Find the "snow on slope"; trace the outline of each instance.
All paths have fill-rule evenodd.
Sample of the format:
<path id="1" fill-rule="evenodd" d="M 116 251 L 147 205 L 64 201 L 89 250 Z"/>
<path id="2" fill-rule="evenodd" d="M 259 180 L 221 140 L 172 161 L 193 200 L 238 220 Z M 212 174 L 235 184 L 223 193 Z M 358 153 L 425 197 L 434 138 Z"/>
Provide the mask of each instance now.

------------------------------------------------

● Work to complete: Can you reproduce every line of the material above without any change?

● Result of the task:
Find the "snow on slope"; trace the outline of each instance.
All paths have fill-rule evenodd.
Sample of the format:
<path id="1" fill-rule="evenodd" d="M 116 251 L 147 205 L 64 201 L 89 250 Z"/>
<path id="2" fill-rule="evenodd" d="M 259 180 L 221 140 L 172 161 L 193 200 L 238 220 Z M 212 174 L 235 184 L 223 193 Z M 358 153 L 425 197 L 434 138 Z"/>
Provide the mask of each instance now.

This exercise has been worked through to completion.